BEGIN

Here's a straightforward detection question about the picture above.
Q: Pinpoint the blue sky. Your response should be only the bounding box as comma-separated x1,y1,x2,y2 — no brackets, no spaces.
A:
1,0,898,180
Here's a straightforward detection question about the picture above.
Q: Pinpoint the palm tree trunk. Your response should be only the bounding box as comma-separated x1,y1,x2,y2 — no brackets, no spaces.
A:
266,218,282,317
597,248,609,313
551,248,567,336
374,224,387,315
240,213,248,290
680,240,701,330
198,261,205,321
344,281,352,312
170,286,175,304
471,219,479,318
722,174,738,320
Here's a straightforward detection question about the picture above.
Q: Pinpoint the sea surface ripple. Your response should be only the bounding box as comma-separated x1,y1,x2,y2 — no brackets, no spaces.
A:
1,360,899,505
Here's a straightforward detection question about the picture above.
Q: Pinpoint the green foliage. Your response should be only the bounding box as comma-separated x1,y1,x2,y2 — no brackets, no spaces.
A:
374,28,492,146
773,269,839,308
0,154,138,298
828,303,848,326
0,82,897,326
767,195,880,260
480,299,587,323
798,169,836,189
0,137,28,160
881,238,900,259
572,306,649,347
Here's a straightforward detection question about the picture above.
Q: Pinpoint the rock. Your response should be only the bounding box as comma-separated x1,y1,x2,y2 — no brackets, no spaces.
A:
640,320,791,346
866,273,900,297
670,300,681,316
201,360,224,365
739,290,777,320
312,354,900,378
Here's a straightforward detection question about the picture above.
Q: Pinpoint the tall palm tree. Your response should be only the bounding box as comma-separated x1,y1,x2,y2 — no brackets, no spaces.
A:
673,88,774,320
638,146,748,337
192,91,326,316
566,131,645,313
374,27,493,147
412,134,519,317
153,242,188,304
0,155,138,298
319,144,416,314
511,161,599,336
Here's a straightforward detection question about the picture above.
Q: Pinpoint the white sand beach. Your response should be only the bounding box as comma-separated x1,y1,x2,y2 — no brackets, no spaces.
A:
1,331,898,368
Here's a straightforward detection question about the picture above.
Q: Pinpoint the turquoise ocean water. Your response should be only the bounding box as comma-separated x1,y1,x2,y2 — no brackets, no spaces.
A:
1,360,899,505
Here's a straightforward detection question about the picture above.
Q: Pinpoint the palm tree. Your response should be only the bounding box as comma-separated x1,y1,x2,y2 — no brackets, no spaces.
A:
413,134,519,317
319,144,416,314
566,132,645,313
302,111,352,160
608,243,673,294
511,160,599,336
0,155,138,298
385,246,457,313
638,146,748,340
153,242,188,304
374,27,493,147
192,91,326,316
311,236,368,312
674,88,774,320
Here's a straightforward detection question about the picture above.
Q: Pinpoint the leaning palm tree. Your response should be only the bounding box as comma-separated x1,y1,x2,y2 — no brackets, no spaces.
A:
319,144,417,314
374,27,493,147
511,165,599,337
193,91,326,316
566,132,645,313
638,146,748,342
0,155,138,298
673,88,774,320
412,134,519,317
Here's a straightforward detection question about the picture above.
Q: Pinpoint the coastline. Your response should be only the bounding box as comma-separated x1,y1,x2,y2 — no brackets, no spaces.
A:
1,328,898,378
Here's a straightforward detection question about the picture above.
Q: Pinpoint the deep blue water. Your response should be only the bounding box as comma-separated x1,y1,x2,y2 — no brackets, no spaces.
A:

END

• [About this exercise]
Please give the data again in full, exactly as written.

• [Your solution]
Here's a straightforward detection question about the picture above.
Q: Pinpoint the blue sky. Your response should be only the bounding box as comma-separated x1,y1,x2,y2 — no brackets, no spaces.
A:
1,0,898,180
Here's a straightforward detection question about the picture above.
Q: Pinpoint the palm tree trunk. Your response should be only the bounding box as comma-separated x1,y1,x2,y2 — no brackets, no spaces.
A:
266,218,282,317
597,248,609,313
551,248,567,336
374,224,387,315
240,213,248,290
680,240,701,330
198,261,205,321
344,281,352,312
170,286,175,304
471,219,479,318
722,174,738,320
Here's a straightforward detection question about the picture above.
Q: Pinpoint the sea surface ripple. Your response should be only the bounding box as comma-separated x1,y1,x2,y2 — no brackets, no spaces.
A:
1,360,899,505
Here's a straightforward detection question about the picture above.
Q: Pinpoint the green foliage. Your response should be only the bounding box as comma-separated x1,y1,x2,y2 — no brackets, no spaces.
A:
374,28,492,146
773,269,839,308
0,154,138,298
828,303,848,326
0,82,897,326
767,195,880,260
480,299,587,323
798,169,836,189
0,137,28,160
881,238,900,259
572,306,649,347
Here's a straightforward detection question about the picture above.
Q: Pinpoint the rock. Your response should be only the bounding box as comma-separated x1,y1,x2,y2 — no brackets, no spaces.
A:
640,320,791,346
866,273,900,297
670,300,681,316
201,360,224,365
739,290,777,320
312,354,900,378
Here's a straightforward detection question about the picture above.
Q: Pinpoint the tall palm tree. Your response should be only the bounding box as comma-separated x1,y1,x2,y2 — no brackets, no spaces.
A:
673,88,774,320
638,146,748,337
192,91,326,316
566,131,645,313
374,27,493,147
412,134,519,317
153,242,188,304
0,155,138,298
319,144,416,314
511,161,599,336
Here's a straightforward detection question about the picture above.
Q: Pinpoint the white sand beach. Your response should be only the bounding box as comma-separated x1,y1,x2,y2 — no brackets, no spaces.
A:
1,331,898,368
Here's a straightforward detection question about the picture above.
Q: Pinpoint the turquoise ocean water. Your response should be only the bounding box as comma-separated x1,y1,x2,y2 — no brackets, no spaces.
A:
1,360,899,505
Here's a straightforward detection question about the picture above.
Q: Pinpoint the palm tree. Your response should be only the bounding box as comma-separated x1,y1,x2,y2 — no brackets, no spaces.
A:
413,134,519,317
319,144,416,314
566,132,645,313
302,111,352,160
608,243,673,294
511,160,599,336
0,155,138,298
385,246,457,313
638,146,748,340
153,242,188,304
374,27,493,147
192,91,326,316
311,236,368,312
674,88,774,320
Here's a straightforward detection question about the picture above.
Q: Pinpoint the leaning palm tree. Your response should be only the bounding box as comma-separated x1,y1,x2,y2 — no brackets, no spaces.
A:
319,144,417,314
374,27,493,147
511,165,599,337
193,91,326,316
566,132,645,313
638,146,748,342
0,155,138,298
673,88,774,320
412,134,519,317
Here's a straightforward detection question about the picture above.
Q: Pinpoint the coastline. Your response should be only the bounding box as comma-separated x1,y1,x2,y2 — no brackets, no spaces.
A:
1,328,898,378
Here's a straightforward detection question about the picture above.
Q: Pinpoint the deep blue water. Your response should be only the bounding box as comma-separated x1,y1,x2,y2 — no brackets, no spaces.
A:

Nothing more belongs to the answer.